What to produce >> Only certain lines below are wanted: those starting at the line containing "Query: reflection on water" and ending at the line containing "Query: boulder", both included, each retyped exactly.

Supplied information section start

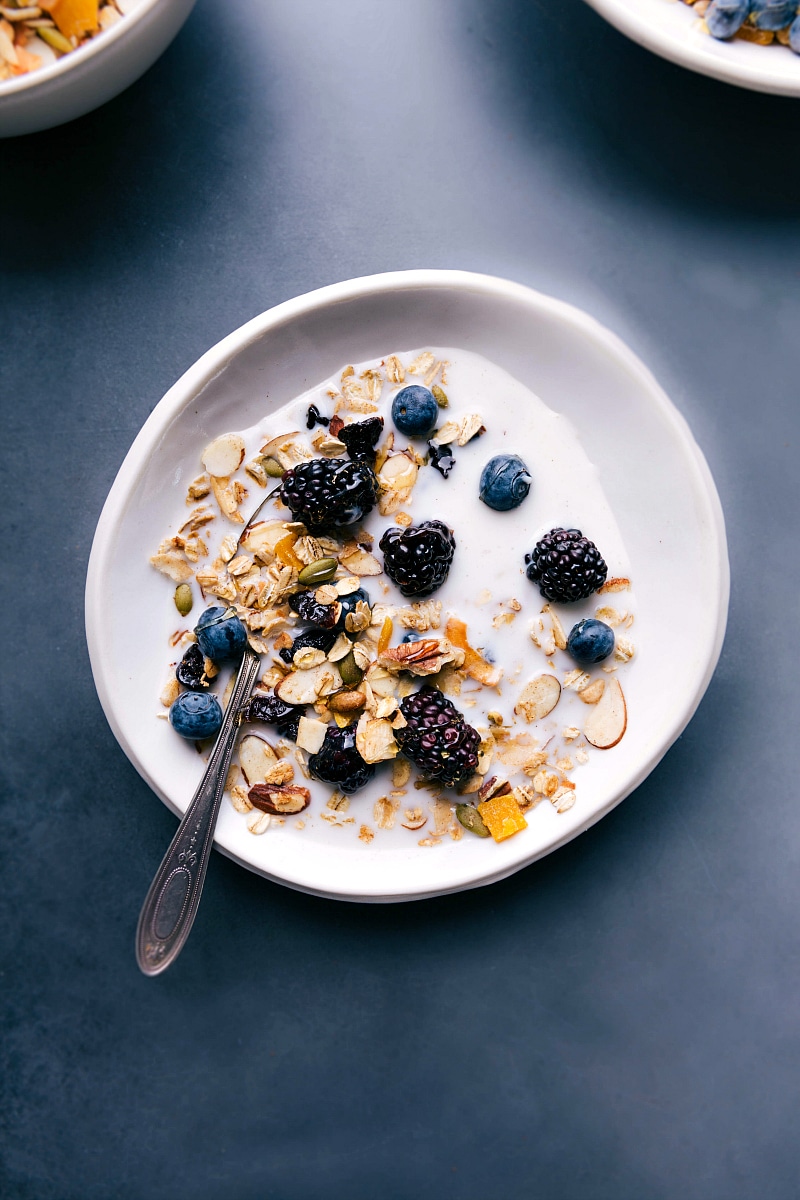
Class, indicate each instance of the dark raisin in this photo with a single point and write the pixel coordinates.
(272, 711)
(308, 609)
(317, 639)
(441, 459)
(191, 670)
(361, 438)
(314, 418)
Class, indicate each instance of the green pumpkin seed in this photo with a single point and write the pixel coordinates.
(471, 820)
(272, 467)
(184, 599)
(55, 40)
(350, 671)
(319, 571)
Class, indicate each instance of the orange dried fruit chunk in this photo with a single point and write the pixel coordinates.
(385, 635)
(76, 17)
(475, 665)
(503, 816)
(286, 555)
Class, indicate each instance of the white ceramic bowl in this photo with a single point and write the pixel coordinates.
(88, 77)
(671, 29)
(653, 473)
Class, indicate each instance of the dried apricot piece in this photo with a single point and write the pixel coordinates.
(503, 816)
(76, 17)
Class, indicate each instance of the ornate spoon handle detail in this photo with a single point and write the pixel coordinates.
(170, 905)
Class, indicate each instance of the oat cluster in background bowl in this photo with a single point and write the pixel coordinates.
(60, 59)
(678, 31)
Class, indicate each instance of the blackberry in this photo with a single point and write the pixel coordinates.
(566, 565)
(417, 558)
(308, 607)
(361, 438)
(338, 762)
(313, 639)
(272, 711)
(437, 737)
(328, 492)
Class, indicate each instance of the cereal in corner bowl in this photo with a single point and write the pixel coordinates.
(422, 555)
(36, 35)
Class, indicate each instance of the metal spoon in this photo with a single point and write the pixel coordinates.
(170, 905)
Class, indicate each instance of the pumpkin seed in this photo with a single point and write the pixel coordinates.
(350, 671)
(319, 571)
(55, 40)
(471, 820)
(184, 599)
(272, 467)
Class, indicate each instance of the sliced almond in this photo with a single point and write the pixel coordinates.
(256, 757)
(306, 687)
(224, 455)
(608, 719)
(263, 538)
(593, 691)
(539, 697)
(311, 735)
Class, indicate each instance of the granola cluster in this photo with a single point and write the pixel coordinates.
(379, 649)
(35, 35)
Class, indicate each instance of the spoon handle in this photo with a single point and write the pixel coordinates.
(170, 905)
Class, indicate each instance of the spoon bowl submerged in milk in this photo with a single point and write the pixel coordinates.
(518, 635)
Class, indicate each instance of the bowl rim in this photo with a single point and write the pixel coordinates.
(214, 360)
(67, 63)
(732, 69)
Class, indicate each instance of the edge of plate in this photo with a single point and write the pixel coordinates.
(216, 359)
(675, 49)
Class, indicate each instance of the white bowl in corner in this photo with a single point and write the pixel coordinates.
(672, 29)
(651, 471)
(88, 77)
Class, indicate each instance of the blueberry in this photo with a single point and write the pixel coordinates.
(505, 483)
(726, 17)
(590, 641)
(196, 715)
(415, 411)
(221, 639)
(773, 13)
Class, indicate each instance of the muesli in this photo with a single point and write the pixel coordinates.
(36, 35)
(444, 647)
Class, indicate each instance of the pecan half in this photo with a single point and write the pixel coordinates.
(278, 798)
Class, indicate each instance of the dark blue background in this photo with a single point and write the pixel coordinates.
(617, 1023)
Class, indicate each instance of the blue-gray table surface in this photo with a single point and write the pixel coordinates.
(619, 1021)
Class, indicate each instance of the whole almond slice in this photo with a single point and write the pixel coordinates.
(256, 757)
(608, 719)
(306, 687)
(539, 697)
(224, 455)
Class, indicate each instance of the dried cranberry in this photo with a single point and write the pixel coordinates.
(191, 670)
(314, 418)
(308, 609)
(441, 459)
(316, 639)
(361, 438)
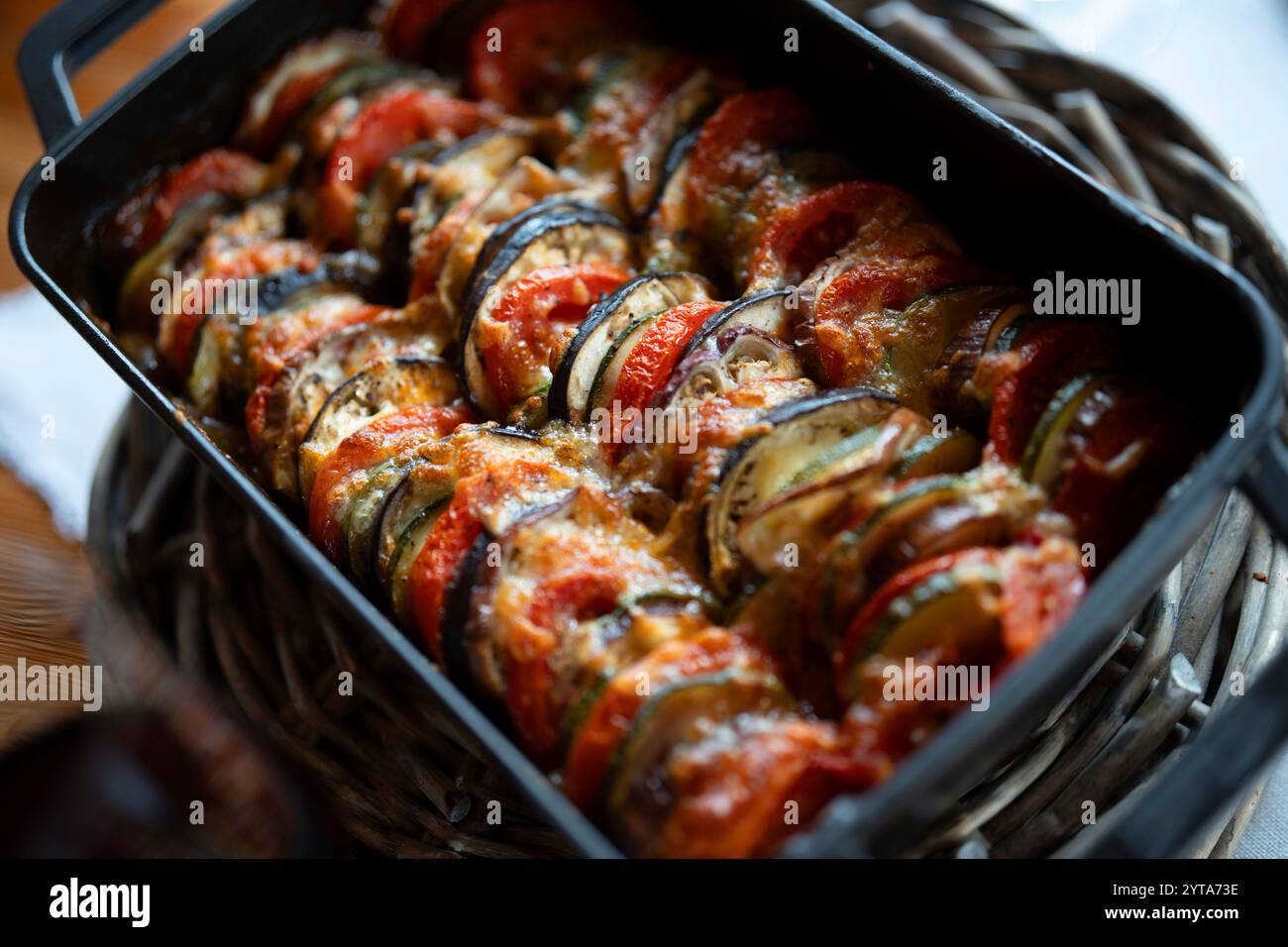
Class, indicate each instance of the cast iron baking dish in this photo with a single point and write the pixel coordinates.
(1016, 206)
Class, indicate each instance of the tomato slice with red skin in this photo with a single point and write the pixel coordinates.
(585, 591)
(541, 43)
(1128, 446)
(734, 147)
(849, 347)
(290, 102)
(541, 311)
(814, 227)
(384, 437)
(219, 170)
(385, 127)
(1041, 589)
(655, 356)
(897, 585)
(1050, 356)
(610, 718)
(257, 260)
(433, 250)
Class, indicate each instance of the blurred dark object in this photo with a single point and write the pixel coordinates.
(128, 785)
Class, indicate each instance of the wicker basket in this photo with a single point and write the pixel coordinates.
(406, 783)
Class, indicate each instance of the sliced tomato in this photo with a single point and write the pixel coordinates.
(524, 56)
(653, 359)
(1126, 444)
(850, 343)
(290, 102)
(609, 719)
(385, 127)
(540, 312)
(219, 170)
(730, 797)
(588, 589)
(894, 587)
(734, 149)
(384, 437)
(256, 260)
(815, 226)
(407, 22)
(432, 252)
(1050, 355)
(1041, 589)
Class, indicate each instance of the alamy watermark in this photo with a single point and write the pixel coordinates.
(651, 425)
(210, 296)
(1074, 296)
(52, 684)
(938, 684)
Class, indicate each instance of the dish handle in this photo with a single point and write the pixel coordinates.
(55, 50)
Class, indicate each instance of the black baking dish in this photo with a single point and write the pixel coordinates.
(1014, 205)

Supplied information section end
Supplied information section start

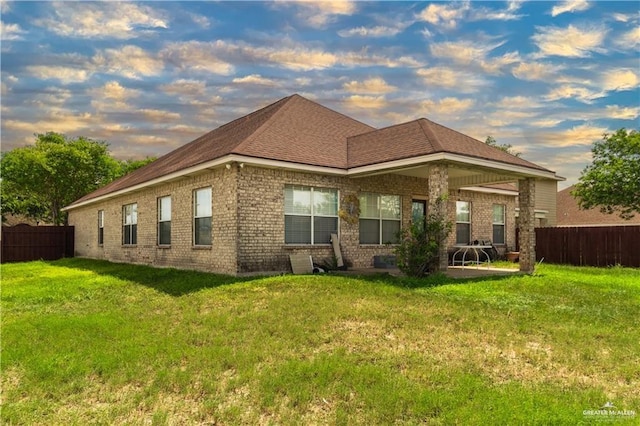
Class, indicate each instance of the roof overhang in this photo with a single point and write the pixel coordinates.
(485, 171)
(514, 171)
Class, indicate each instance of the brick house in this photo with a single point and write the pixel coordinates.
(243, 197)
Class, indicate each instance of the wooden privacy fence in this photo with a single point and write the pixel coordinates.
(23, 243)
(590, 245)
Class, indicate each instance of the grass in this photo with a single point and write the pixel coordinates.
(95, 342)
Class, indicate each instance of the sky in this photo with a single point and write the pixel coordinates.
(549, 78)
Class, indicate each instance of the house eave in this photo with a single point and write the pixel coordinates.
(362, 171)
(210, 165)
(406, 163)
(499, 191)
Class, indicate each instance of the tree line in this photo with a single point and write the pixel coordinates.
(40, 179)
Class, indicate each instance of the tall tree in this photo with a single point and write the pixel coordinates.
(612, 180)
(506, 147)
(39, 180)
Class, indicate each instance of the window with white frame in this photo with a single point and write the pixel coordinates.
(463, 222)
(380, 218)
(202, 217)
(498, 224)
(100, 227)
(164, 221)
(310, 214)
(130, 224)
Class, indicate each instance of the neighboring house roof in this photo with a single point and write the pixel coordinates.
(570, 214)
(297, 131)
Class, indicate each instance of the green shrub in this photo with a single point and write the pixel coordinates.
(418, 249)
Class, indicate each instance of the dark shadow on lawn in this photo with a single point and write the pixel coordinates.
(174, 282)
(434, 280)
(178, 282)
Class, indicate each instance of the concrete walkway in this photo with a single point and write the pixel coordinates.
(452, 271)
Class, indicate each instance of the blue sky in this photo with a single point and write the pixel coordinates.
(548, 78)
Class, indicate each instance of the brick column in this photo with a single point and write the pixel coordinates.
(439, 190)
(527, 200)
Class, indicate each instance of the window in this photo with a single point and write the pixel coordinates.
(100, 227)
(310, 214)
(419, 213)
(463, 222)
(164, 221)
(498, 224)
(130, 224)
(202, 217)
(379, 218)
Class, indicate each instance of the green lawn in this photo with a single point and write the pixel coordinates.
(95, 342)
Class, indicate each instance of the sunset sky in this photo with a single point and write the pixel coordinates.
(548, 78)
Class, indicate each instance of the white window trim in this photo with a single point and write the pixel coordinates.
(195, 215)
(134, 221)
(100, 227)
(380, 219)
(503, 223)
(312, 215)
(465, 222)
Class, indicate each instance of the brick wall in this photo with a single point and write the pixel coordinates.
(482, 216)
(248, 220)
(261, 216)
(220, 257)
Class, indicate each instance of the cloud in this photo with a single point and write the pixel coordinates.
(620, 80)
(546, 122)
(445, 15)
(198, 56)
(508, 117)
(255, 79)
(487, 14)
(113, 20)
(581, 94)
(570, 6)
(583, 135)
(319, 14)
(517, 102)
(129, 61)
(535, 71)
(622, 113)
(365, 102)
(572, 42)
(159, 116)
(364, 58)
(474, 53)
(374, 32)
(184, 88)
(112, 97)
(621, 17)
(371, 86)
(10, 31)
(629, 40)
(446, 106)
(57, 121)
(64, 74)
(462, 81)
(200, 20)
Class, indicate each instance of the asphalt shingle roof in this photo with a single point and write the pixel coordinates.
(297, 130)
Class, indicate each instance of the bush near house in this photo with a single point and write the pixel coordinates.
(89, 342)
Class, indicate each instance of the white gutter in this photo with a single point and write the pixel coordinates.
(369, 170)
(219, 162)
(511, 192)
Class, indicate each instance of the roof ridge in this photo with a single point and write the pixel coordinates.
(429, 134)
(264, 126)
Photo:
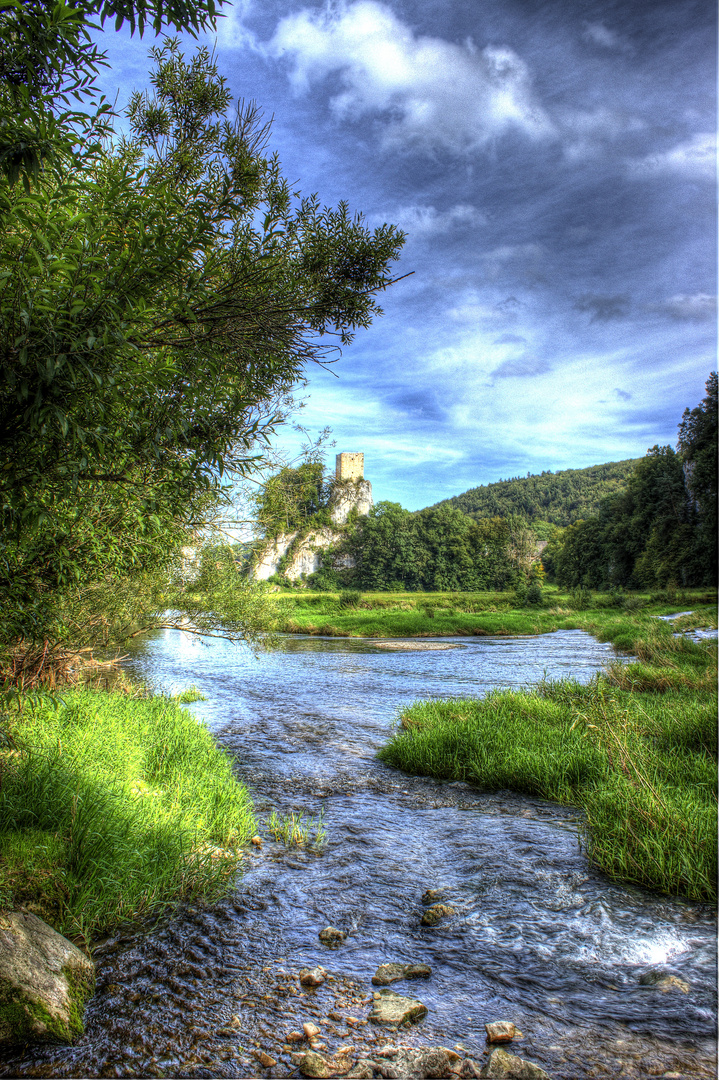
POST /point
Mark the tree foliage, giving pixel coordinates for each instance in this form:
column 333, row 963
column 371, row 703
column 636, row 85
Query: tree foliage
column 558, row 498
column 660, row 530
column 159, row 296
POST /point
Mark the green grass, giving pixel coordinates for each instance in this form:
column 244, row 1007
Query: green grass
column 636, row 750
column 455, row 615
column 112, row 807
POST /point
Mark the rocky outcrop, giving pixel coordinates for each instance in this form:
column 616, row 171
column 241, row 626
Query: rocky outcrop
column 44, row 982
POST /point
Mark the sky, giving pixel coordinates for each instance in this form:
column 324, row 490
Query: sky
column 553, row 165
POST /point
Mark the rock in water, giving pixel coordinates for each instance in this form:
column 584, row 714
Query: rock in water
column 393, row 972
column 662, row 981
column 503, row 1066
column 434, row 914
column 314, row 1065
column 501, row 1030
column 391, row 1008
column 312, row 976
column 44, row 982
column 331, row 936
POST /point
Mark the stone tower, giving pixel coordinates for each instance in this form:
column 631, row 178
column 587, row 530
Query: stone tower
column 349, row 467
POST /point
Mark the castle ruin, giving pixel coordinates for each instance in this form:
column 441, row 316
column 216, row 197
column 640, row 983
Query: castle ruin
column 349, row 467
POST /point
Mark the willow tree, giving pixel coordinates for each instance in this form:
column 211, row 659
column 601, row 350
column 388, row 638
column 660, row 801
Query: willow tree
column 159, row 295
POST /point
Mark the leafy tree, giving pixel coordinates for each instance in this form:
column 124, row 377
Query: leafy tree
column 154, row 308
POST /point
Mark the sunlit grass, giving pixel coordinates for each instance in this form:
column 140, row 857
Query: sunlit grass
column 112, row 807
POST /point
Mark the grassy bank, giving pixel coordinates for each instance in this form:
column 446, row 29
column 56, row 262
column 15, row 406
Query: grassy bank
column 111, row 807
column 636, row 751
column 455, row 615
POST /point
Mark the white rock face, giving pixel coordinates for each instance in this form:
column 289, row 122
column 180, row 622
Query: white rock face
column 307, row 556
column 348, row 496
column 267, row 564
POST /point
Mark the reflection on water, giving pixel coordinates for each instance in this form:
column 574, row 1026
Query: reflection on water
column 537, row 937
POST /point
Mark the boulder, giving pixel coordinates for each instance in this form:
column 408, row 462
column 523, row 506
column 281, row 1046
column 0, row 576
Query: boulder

Supplied information section end
Supplied information section start

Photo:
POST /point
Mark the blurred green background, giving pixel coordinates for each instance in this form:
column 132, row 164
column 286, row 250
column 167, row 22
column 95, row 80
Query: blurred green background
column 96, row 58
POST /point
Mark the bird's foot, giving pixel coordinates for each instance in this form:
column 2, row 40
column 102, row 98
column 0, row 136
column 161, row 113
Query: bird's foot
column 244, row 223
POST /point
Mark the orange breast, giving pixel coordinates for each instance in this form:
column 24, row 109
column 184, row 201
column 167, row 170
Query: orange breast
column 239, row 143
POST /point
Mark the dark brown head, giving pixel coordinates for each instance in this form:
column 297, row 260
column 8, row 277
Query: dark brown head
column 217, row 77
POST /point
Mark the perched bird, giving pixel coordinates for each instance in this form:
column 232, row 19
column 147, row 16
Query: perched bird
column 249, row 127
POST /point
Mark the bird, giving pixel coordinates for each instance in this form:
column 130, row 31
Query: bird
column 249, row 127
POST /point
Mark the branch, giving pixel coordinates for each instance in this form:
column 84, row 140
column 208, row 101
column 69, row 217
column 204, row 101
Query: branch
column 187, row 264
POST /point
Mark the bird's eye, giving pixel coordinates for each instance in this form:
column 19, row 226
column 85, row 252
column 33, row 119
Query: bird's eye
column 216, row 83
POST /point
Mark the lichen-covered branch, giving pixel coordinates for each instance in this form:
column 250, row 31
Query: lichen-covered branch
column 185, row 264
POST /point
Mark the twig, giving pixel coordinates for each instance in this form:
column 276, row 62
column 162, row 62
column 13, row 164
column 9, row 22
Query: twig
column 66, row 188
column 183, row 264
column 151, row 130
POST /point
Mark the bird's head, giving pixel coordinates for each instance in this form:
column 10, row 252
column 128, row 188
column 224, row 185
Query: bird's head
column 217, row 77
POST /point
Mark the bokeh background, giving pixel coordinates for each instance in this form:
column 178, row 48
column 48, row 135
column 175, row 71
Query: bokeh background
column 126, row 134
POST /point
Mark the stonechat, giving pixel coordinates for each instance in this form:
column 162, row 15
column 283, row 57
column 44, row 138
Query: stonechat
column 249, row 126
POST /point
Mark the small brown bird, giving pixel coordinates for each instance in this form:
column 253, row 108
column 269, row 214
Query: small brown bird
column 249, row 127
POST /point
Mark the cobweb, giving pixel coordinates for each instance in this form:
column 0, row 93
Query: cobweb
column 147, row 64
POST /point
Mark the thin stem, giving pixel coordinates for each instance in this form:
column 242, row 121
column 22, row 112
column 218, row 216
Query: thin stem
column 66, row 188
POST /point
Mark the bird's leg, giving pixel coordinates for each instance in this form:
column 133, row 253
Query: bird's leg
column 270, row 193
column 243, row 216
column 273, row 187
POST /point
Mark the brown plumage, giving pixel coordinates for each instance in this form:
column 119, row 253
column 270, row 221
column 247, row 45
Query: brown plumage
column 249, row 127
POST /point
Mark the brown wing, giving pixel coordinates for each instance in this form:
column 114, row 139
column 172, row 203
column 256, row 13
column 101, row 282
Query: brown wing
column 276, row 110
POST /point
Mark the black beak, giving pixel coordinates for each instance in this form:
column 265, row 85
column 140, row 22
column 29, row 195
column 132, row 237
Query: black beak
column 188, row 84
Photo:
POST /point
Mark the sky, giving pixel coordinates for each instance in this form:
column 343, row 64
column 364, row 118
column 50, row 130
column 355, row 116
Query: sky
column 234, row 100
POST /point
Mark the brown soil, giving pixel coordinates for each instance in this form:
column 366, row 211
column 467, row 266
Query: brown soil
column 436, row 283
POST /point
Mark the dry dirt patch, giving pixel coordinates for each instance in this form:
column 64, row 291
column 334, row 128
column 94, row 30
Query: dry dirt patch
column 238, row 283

Supplied information section end

Solution for this problem >>
Query: reflection on water
column 537, row 937
POST /point
Mark the boulder, giving pixel coordinates for each instance in this form:
column 408, row 462
column 523, row 506
column 281, row 1046
column 0, row 576
Query: boulder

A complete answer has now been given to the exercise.